TEKS HALAMAN
الذَّهَبُ بِالذَّهَبِ وَالْفِضَّةُ بِالْفِضَّةِ وَالْبُرُّ بِالْبُرِّ وَالشَّعِيرُ بِالشَّعِيرِ وَالتَّمْرُ بِالتَّمْرِ وَالْمِلْحُ بِالْمِلْحِ مِثْلًا بِمِثْلٍ يَدًا بِيَدٍ , فَمَنْ زَادَ أَوِ اسْتَزَادَ فَقَدْ أَرْبَى , الْآخِذُ وَالْمُعْطِي فِيهِ سَوَاءٌ
Emas dijual dengan emas, perak dijual dengan perak, gandum dengan gandum, syair (jenis gandum) dengan syair, korma dengan korma, garam dengan garam, maka harus sama (timbangan atau takarannya) dan harus lewat tangan dengan tangan (diterima sebelum berpisah). Maka barangsiapa yang menambahi atau minta tambah, sungguh ia telah meribakan, yang mengambil atau yang memberi sama. [HR Muslim, Kitabul Masaqat].
Kedua : Ulama fiqih berbeda pendapat, tentang barang ribawi selain enam macam tersebut. Ada yang berpendapat:
1. Tidak termasuk ribawi. Demikian ini pendapat Zhahiriyah
2. Semua barang yang dijual dengan timbangan atau takaran termasuk ribawi. Demikian pendapat Imam Ahmad dan Abu Hanifah.
3. Mata uang dan makanan, demikian pendapat Imam Syafi’i.
4. Khusus makanan yang dijual dengan timbangan atau takaran, menurut pendapat Imam Ahmad.
5. Makanan pokok bila ditukar sama jenisnya dengan melebihkan, termasuk riba. Demikian pendapat Imam Ahmad dan Imam Malik.
Ibnul Qoyyim berkata,”Pendapat yang paling kuat, ialah pendapat yang mengatakan, bahwa makanan pokok bila dijual sama jenisnya dengan melebihkan salah satunya atau tidak diambil langsung, termasuk riba.”[6]
Contohnya gula dengan gula, tepung dengan tepung, beras dengan beras dan seterusnya.

ENTRI YANG DIBERIKAN
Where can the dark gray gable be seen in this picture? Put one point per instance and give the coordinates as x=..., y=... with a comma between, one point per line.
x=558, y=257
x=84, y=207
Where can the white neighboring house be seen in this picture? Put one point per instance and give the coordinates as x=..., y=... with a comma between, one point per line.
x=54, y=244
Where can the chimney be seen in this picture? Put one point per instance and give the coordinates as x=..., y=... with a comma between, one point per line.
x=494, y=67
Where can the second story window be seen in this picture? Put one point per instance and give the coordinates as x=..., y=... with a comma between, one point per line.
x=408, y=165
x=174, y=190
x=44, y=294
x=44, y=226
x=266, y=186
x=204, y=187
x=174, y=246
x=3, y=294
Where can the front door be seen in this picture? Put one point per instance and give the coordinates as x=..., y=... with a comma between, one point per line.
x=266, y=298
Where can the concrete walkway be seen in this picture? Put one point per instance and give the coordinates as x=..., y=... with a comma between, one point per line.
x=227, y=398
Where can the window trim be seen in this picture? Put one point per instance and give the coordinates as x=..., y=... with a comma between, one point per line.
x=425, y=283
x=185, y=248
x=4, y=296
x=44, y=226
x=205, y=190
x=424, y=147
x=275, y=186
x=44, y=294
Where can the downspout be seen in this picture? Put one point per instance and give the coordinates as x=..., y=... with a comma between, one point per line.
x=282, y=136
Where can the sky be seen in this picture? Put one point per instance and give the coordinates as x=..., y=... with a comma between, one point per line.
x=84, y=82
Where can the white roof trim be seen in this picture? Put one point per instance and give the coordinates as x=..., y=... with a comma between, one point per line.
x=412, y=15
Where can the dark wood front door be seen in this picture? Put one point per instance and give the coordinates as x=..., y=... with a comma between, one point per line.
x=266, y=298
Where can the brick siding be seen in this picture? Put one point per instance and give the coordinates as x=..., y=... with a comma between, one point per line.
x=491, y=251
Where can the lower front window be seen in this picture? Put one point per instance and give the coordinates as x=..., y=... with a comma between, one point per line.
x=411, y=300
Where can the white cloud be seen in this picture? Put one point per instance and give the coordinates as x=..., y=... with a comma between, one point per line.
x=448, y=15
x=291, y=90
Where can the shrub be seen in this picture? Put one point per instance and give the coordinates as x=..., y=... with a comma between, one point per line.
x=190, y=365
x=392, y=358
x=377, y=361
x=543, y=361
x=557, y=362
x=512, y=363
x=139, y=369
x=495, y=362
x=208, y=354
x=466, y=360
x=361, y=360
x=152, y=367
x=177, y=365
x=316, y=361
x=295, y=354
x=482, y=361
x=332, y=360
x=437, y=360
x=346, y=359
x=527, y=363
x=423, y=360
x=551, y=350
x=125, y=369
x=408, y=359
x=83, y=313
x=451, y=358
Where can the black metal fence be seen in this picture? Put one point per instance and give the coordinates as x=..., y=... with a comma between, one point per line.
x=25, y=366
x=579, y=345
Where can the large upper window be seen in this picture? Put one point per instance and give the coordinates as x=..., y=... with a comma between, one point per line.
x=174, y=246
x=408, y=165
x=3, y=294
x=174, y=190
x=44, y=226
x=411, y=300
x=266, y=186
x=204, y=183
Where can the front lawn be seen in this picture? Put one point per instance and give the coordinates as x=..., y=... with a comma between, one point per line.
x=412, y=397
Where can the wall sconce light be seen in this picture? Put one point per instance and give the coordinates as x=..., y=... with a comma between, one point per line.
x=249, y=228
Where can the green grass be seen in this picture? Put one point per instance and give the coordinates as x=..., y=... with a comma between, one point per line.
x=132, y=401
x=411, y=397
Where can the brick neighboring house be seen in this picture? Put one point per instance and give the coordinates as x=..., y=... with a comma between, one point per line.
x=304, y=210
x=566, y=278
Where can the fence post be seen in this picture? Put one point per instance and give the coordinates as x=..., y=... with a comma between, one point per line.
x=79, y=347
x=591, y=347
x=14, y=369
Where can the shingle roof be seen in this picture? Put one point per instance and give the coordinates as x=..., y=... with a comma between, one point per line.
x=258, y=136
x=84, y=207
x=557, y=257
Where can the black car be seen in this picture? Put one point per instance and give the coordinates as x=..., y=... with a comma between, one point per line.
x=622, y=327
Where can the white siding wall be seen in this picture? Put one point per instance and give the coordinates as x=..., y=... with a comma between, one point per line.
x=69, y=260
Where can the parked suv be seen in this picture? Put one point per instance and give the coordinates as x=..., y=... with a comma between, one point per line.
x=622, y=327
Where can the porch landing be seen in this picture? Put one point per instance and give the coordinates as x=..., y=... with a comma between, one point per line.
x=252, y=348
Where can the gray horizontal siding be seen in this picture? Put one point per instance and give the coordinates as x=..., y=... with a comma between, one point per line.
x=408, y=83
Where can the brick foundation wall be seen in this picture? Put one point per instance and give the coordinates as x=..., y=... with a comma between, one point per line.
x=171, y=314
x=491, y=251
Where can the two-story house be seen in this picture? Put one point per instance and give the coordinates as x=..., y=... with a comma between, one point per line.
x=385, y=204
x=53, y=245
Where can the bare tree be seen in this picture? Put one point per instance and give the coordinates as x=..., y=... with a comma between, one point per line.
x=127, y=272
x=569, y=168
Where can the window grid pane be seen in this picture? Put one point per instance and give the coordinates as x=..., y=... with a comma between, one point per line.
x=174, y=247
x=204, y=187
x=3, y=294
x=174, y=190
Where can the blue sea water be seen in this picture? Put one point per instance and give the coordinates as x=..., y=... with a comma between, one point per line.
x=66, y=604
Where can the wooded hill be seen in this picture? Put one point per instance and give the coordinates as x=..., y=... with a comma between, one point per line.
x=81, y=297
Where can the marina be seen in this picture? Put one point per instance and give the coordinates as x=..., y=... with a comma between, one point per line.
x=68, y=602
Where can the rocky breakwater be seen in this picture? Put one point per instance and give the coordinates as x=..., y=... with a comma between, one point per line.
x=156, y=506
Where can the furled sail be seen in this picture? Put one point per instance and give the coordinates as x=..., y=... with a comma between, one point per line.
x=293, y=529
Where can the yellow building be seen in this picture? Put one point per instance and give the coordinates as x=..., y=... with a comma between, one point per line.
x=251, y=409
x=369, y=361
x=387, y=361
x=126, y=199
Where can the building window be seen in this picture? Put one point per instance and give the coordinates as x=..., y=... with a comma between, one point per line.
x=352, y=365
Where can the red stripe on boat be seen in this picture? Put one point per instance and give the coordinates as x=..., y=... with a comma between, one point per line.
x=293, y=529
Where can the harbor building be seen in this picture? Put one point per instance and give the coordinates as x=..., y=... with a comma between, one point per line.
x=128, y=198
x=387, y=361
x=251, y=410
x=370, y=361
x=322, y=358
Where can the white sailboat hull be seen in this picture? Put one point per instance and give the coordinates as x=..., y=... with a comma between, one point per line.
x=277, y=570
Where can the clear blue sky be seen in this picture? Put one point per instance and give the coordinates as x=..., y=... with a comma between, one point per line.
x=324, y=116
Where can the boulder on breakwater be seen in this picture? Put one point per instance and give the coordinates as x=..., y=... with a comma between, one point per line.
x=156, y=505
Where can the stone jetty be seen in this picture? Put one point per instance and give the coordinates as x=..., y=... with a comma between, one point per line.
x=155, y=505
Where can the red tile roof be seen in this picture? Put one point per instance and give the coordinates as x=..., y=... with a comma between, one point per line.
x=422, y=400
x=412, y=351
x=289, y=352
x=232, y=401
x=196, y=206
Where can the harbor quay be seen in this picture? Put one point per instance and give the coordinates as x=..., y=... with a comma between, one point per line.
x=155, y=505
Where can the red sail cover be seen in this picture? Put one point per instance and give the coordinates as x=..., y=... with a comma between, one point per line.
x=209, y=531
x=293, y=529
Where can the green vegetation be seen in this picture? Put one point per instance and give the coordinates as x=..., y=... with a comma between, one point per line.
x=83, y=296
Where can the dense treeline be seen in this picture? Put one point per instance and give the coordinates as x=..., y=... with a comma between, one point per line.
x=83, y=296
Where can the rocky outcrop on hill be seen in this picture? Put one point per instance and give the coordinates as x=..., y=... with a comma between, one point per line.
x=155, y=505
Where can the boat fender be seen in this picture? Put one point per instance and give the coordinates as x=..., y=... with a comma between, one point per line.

SOAL LATIHAN
(A) Jawablah pertanyaan berikut berdasarkan teks tentang riba:
(i) Pihak mana yang berpendapat bahwa barang selain enam macam tersebut tidak termasuk ribawi?
(ii) Apa saja yang termasuk barang ribawi menurut pendapat Imam Syafi’i?
(iii) Contoh apa saja yang disebutkan pada kalimat terakhir teks?
(B) Tampilkan setiap baris dalam entri yang memuat kata "roof".
Teks halaman dan entri-entri tersebut tidak berhubungan satu sama lain.

JAWABAN LATIHAN
(A)
(i) Zhahiriyah.
(ii) Mata uang dan makanan.
(iii) Gula dengan gula, tepung dengan tepung, dan beras dengan beras.

(B)
Where can the white roof trim be seen in this picture? Put one point per instance and give the coordinates as x=..., y=... with a comma between, one point per line.
Where can the shingle roof be seen in this picture? Put one point per instance and give the coordinates as x=..., y=... with a comma between, one point per line.
Where can the red tile roof be seen in this picture? Put one point per instance and give the coordinates as x=..., y=... with a comma between, one point per line.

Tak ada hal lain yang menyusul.